* **WHAT THE EXERCISE ASKS**
Locate every line in the listing below that contains the word "find", and copy each of those lines. Case counts.

* **ENTRIES**

☆ ☆ ☆ ☆ ☆ ☆ ☆

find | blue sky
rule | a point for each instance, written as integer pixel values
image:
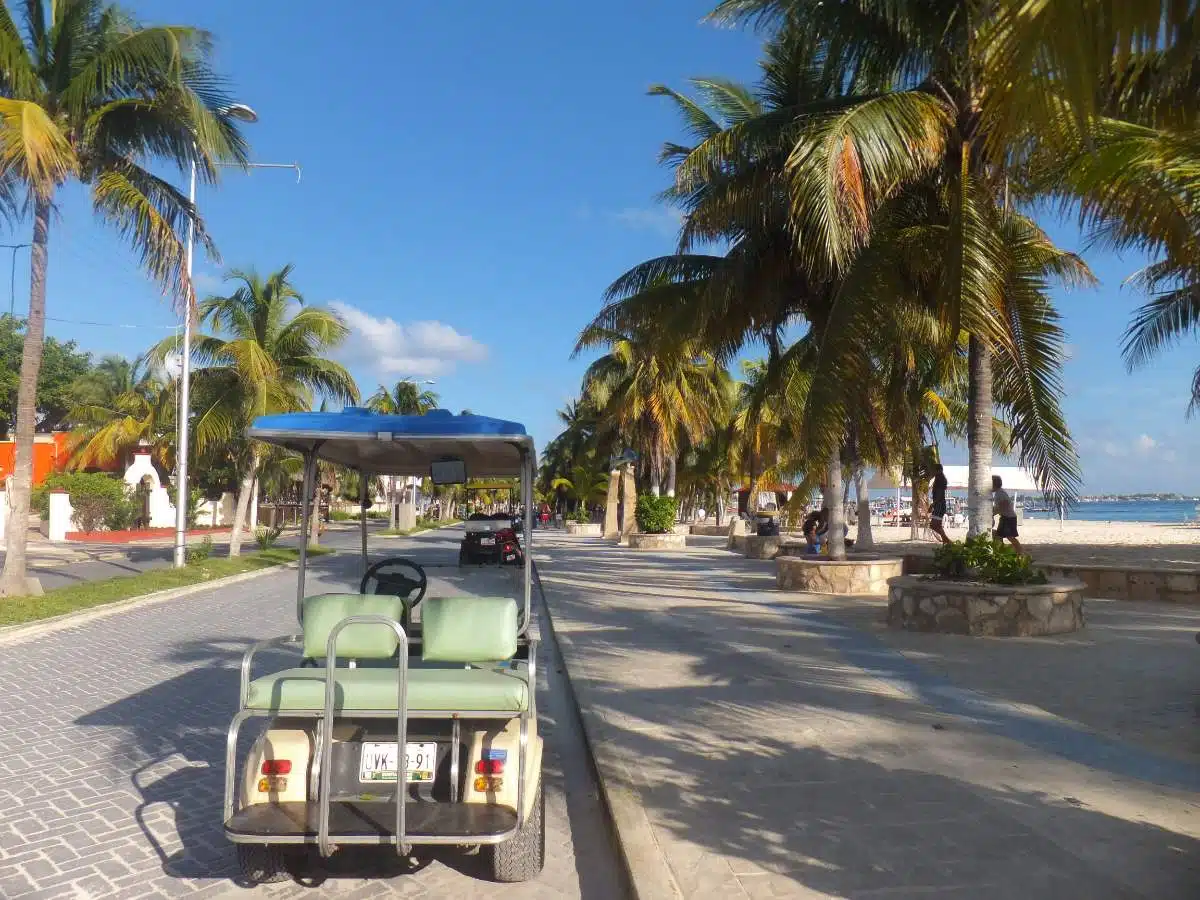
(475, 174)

☆ ☆ ☆ ☆ ☆ ☆ ☆

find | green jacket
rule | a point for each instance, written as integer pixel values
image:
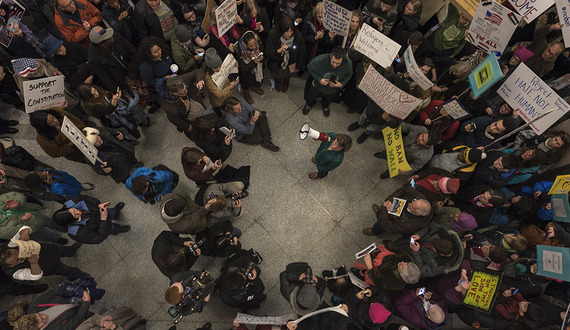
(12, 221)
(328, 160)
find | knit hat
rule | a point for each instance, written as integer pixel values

☆ ☆ ☆ ☆ ☆ ☆ ☆

* **FULL ANSWER**
find | blue sky
find | green jacket
find | knit hat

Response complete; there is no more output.